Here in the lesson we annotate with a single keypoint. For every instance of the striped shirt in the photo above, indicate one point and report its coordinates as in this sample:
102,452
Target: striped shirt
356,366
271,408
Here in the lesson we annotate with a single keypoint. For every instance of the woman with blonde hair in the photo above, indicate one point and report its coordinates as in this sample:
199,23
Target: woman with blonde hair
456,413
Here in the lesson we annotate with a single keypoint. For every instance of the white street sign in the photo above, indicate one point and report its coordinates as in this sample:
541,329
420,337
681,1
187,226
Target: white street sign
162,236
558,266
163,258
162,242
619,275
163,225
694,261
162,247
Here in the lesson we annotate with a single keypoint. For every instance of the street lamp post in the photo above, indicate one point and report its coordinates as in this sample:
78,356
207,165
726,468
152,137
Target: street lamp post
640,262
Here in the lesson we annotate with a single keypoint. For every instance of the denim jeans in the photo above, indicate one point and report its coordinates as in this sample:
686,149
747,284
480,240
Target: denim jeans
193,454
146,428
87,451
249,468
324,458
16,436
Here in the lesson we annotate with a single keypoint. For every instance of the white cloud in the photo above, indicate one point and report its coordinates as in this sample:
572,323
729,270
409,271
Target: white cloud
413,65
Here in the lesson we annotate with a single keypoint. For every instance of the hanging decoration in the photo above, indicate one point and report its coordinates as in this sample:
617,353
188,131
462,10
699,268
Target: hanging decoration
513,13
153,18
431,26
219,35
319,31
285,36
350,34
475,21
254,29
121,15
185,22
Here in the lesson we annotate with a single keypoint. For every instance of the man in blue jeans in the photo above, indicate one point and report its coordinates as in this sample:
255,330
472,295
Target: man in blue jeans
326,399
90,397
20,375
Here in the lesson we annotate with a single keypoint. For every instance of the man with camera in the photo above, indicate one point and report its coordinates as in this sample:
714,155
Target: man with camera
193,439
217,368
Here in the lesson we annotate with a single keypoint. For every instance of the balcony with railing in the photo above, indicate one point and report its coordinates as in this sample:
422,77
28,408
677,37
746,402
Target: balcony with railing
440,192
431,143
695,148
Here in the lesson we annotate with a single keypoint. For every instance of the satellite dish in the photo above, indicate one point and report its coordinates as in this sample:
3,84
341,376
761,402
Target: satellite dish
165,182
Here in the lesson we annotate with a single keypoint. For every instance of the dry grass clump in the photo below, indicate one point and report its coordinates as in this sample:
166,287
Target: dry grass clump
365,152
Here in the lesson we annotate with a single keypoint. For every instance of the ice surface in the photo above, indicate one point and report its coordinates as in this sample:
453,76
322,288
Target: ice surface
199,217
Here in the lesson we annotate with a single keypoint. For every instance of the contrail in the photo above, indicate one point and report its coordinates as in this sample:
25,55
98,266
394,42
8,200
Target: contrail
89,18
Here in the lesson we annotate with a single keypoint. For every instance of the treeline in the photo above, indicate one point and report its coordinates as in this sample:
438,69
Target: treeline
::::::::::
Exercise task: Retype all of the records above line for line, changing nothing.

Final result:
Here in the lesson we annotate with a single keypoint. For every instance of the striped shirt in the photo above, indicate one point and report its coordinates as in this sample:
102,452
Target: striped shirt
356,366
271,408
Here in the lesson we annotate with a single keypoint. For every instance of the woman with blonde hair in the photo above, indicate one point and report its coordinates as in this sample:
199,23
Target: woman with blonde hair
456,413
Here in the lesson we annotate with a single keypoint. For every instance of the white street sign in the photo above, indicate one point and report its coordinates as in this sample:
541,329
420,337
681,1
187,226
Target: white street sign
162,236
558,266
163,258
162,242
619,275
163,225
694,261
162,247
Here in the lesson we annotate with a single keypoint. For every instance of the street lamp post in the photo above, indicate one point and report its coordinates as in this sample:
78,356
207,165
726,468
152,137
Target: street lamp post
640,262
Here in the lesson we annotate with a single keypoint. For every instance of the denim jeans in the photo above, indicate one point and report its coordinates as in this sample:
686,149
747,284
480,240
Target: denim jeans
193,454
146,428
87,451
249,468
324,458
16,436
Here in the lesson we annotate with a single keypoint. For every instance of the white cloud in the photo above, indicate one point and report its coordinates as in this sample:
572,323
729,270
409,271
Target: white cloud
413,65
Here in the lesson we annotate with a single keypoint. For every instance of the hanging decoration in the photo above, indicate one point and report its coordinates as in this sample:
617,353
188,131
462,10
699,268
Target: hanging decoration
513,13
153,18
431,26
219,35
319,31
285,36
350,34
475,21
254,29
121,15
185,22
Here in the lesson we annotate with a single keypoint. For every instance of the man in blue jeans in the photo above, indicate one point and report its coordinates as in this sample:
255,330
472,295
Target: man in blue jeans
326,399
90,397
20,375
Here in the lesson we annotate with a single keypoint. For every instance of the man with camera in the photo above, indicate one point and report its coordinates as in this sample:
714,155
Target: man with camera
193,439
217,368
Here in the lesson we annotate with a single keypoint. For every instance of the balcony with railing in the photo above, indicate one point and report its coordinates as in this sample:
422,77
28,408
677,37
746,402
Target: balcony with railing
440,192
431,143
695,148
Here in the lesson we annotate with a single keypoint. For every instance of the satellite dish in the photo above, indicate one point and report its coordinates as in this sample:
3,84
341,376
761,402
Target: satellite dish
165,182
Here in the lesson we annotate with a single keypoint. For every instance of the dry grass clump in the photo below, indicate one point and report its coordinates as in this sample:
166,287
Target: dry grass clump
365,152
Here in the lesson we annotate with a single keypoint. For every instance of the ice surface in the photo above, indicate one point and report its coordinates as in this sample:
453,76
322,288
Target: ice surface
199,217
Here in the lesson we annotate with a single keypoint. For every instance of the contrail in the photo above, indicate one point and report its coordinates as in this sample:
25,55
98,266
394,42
8,200
Target: contrail
89,18
Here in the lesson we annotate with a single keypoint. For every instance of the treeline in the photo above, indicate one point and report its coordinates as in this sample:
438,69
Target: treeline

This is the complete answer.